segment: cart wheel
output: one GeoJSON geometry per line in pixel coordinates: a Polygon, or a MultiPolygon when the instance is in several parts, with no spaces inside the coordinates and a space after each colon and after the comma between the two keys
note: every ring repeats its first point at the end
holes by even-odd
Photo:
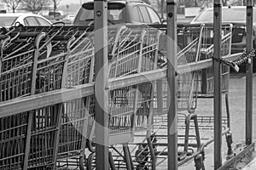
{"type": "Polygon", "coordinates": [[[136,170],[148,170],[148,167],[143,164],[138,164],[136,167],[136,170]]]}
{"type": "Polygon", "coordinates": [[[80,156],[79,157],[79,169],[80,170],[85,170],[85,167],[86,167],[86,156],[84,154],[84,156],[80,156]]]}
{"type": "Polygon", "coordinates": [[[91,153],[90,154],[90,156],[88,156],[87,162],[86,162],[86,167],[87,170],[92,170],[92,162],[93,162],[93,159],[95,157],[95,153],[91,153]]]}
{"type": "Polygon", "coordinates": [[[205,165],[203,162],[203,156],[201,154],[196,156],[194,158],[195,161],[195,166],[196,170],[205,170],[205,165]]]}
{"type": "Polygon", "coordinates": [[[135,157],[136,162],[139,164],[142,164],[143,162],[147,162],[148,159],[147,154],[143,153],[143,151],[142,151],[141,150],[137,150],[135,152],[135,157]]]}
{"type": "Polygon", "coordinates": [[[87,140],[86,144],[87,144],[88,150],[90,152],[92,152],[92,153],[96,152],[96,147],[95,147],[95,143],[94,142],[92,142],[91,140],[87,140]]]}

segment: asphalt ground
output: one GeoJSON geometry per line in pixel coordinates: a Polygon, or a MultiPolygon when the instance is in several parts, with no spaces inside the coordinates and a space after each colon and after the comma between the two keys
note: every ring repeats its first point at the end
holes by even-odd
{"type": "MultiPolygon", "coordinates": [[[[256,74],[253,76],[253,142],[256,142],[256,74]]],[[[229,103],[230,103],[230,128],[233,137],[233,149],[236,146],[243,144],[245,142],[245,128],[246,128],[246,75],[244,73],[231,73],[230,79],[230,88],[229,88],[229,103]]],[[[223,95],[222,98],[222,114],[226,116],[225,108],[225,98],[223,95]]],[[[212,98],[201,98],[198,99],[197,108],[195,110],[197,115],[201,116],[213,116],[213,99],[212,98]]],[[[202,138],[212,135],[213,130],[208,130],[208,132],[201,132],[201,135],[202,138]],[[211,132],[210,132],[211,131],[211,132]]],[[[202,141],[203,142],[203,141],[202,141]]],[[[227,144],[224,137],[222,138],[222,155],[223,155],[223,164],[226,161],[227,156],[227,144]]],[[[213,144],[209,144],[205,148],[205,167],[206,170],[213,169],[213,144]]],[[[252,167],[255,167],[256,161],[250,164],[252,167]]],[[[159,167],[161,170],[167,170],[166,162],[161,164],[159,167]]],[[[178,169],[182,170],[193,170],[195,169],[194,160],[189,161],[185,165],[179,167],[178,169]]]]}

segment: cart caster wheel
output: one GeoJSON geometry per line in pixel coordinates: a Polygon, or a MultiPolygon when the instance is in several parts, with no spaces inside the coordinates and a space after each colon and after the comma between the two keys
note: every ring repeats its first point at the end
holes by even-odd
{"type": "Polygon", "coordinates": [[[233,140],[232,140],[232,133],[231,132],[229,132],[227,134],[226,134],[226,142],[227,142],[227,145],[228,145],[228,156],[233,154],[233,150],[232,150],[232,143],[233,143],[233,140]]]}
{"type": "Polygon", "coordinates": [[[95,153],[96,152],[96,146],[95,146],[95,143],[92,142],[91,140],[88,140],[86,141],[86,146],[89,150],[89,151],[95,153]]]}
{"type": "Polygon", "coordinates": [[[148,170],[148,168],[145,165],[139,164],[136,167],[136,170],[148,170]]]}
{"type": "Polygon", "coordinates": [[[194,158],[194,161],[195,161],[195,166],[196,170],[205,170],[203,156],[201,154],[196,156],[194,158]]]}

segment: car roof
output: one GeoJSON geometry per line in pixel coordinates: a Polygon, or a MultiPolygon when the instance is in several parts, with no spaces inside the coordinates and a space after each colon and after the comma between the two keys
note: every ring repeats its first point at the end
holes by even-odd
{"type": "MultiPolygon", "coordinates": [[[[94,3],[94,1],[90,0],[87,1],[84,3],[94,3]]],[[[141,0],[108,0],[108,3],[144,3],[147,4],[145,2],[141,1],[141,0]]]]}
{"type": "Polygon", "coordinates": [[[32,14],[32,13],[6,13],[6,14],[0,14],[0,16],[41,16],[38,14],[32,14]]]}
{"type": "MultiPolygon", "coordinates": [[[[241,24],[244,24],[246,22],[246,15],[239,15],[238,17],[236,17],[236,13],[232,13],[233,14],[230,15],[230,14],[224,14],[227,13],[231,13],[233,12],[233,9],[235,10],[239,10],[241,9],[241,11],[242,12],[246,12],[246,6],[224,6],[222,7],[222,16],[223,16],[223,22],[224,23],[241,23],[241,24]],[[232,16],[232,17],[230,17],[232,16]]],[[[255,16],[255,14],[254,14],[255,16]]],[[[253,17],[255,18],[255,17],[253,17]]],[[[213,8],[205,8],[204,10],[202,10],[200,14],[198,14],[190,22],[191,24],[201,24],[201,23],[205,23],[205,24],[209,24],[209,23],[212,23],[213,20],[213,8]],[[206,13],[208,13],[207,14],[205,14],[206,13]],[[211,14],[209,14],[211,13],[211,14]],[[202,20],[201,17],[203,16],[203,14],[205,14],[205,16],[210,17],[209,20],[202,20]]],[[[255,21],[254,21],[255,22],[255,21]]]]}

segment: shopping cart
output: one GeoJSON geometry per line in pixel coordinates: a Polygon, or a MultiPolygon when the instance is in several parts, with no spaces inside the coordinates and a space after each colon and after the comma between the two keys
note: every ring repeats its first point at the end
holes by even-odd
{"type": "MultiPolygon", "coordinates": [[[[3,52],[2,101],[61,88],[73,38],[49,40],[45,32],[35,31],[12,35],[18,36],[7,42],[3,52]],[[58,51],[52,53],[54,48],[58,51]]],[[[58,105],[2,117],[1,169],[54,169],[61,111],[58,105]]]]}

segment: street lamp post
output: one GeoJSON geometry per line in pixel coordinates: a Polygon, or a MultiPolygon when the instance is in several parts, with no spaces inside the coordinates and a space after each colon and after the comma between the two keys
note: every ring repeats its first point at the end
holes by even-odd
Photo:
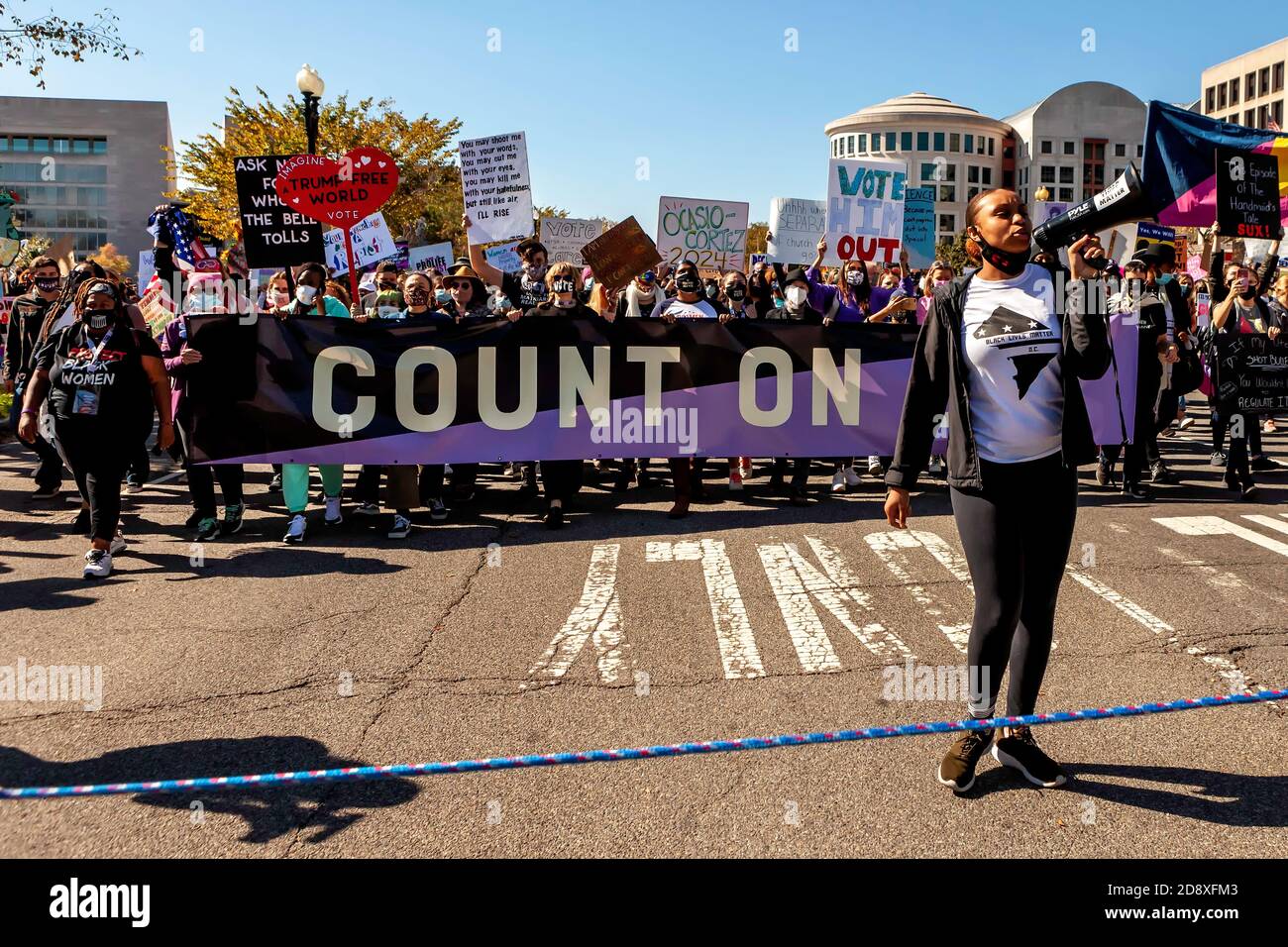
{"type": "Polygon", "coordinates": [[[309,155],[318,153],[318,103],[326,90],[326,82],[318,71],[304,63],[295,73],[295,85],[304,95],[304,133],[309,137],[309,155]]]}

· · ·

# Task prompt
Print all of the entries above verbatim, line for line, leaving out the pictures.

# Response to this exercise
segment: cart wheel
output: one GeoJSON geometry per line in pixel coordinates: a Polygon, or a MultiPolygon when the instance is in several parts, with no spaces inside the coordinates and a space after each colon and after the comma between the two keys
note: every ring repeats its first point at the end
holes by even-odd
Photo:
{"type": "Polygon", "coordinates": [[[136,170],[148,170],[148,167],[143,164],[138,164],[136,167],[136,170]]]}
{"type": "Polygon", "coordinates": [[[80,156],[79,157],[79,169],[80,170],[85,170],[85,167],[86,167],[86,156],[84,154],[84,156],[80,156]]]}
{"type": "Polygon", "coordinates": [[[91,153],[90,154],[90,156],[88,156],[87,162],[86,162],[86,167],[87,170],[92,170],[92,162],[93,162],[93,159],[95,157],[95,153],[91,153]]]}
{"type": "Polygon", "coordinates": [[[205,165],[203,162],[203,156],[201,154],[196,156],[194,158],[195,161],[195,166],[196,170],[205,170],[205,165]]]}
{"type": "Polygon", "coordinates": [[[135,157],[136,162],[139,164],[142,164],[143,162],[147,162],[148,159],[147,154],[143,153],[143,151],[142,151],[141,150],[137,150],[135,152],[135,157]]]}
{"type": "Polygon", "coordinates": [[[87,140],[86,144],[87,144],[88,150],[90,152],[92,152],[92,153],[96,152],[96,147],[95,147],[95,143],[94,142],[92,142],[91,140],[87,140]]]}

segment: asphalt ground
output: one GeoJSON geometry per line in pixel coordinates: a Polygon, or a MultiPolygon when the instance is in several parts, with no spaces inside the coordinates and a space after each colon and after the comma between the two keys
note: every ring repeats its first point at the end
holes by even-odd
{"type": "MultiPolygon", "coordinates": [[[[256,74],[253,76],[253,142],[256,142],[256,74]]],[[[229,103],[230,103],[230,128],[233,137],[233,149],[236,146],[243,144],[245,142],[245,128],[246,128],[246,75],[244,73],[231,73],[230,79],[230,88],[229,88],[229,103]]],[[[223,95],[222,98],[222,114],[226,116],[225,108],[225,98],[223,95]]],[[[212,98],[201,98],[198,99],[197,108],[195,110],[197,115],[201,116],[213,116],[213,99],[212,98]]],[[[202,138],[212,135],[213,130],[208,130],[208,132],[201,132],[201,135],[202,138]],[[211,132],[210,132],[211,131],[211,132]]],[[[202,141],[203,142],[203,141],[202,141]]],[[[227,144],[224,137],[222,138],[222,155],[223,155],[223,164],[226,161],[227,156],[227,144]]],[[[213,144],[209,144],[205,148],[205,167],[206,170],[213,169],[213,144]]],[[[252,167],[255,167],[256,161],[250,164],[252,167]]],[[[159,167],[161,170],[167,170],[166,162],[161,164],[159,167]]],[[[178,169],[182,170],[193,170],[195,169],[194,160],[189,161],[185,165],[179,167],[178,169]]]]}

segment: cart caster wheel
output: one GeoJSON geometry per line in pixel coordinates: a Polygon, or a MultiPolygon when the instance is in several parts, with no spaces inside the coordinates and a space after each colon and after the comma between the two keys
note: every ring repeats its first point at the end
holes by even-odd
{"type": "Polygon", "coordinates": [[[233,140],[232,140],[232,133],[231,132],[229,132],[227,134],[226,134],[226,142],[227,142],[227,145],[228,145],[228,156],[233,154],[233,150],[232,150],[232,143],[233,143],[233,140]]]}
{"type": "Polygon", "coordinates": [[[95,153],[96,152],[96,146],[95,146],[95,143],[92,142],[91,140],[88,140],[86,141],[86,146],[89,150],[89,151],[95,153]]]}
{"type": "Polygon", "coordinates": [[[148,170],[148,168],[145,165],[139,164],[136,167],[136,170],[148,170]]]}
{"type": "Polygon", "coordinates": [[[194,158],[194,161],[195,161],[195,166],[196,170],[205,170],[203,156],[201,154],[196,156],[194,158]]]}

segment: car roof
output: one GeoJSON geometry per line in pixel coordinates: a Polygon, or a MultiPolygon when the instance is in several parts, with no spaces inside the coordinates and a space after each colon and after the comma between the two keys
note: every ring repeats its first point at the end
holes by even-odd
{"type": "MultiPolygon", "coordinates": [[[[94,3],[94,1],[90,0],[87,1],[84,3],[94,3]]],[[[141,0],[108,0],[108,3],[144,3],[147,4],[145,2],[141,1],[141,0]]]]}
{"type": "Polygon", "coordinates": [[[32,14],[32,13],[6,13],[6,14],[0,14],[0,16],[41,16],[38,14],[32,14]]]}
{"type": "MultiPolygon", "coordinates": [[[[241,24],[244,24],[246,22],[246,15],[239,15],[238,17],[236,17],[236,13],[232,13],[233,14],[230,15],[230,14],[224,14],[227,13],[231,13],[233,12],[233,9],[235,10],[239,10],[241,9],[241,11],[242,12],[246,12],[246,6],[224,6],[222,7],[222,16],[223,16],[223,22],[224,23],[241,23],[241,24]],[[232,16],[232,17],[230,17],[232,16]]],[[[255,16],[255,14],[254,14],[255,16]]],[[[253,17],[255,18],[255,17],[253,17]]],[[[213,8],[205,8],[204,10],[202,10],[200,14],[198,14],[190,22],[191,24],[201,24],[201,23],[205,23],[205,24],[209,24],[209,23],[212,23],[213,20],[213,8]],[[206,13],[208,13],[207,14],[205,14],[206,13]],[[211,14],[209,14],[211,13],[211,14]],[[202,20],[201,17],[203,16],[203,14],[205,14],[205,16],[210,17],[209,20],[202,20]]],[[[255,21],[254,21],[255,22],[255,21]]]]}

segment: shopping cart
output: one GeoJSON geometry per line in pixel coordinates: a Polygon, or a MultiPolygon when the instance is in several parts, with no spaces inside the coordinates and a space after each colon and after the comma between the two keys
note: every ring repeats its first point at the end
holes by even-odd
{"type": "MultiPolygon", "coordinates": [[[[3,52],[2,101],[61,88],[73,38],[49,40],[45,32],[35,31],[12,35],[18,36],[7,42],[3,52]],[[58,51],[52,53],[54,48],[58,51]]],[[[58,105],[2,117],[1,169],[54,169],[61,111],[58,105]]]]}

segment: street lamp post
output: one GeoJSON geometry per line in pixel coordinates: a Polygon, or a MultiPolygon when the instance is in several parts, with no spaces inside the coordinates and a space after each colon and after the comma between the two keys
note: every ring repeats its first point at the end
holes by even-odd
Photo:
{"type": "Polygon", "coordinates": [[[309,155],[318,153],[318,103],[326,90],[326,82],[318,71],[304,63],[295,73],[295,85],[304,95],[304,133],[309,137],[309,155]]]}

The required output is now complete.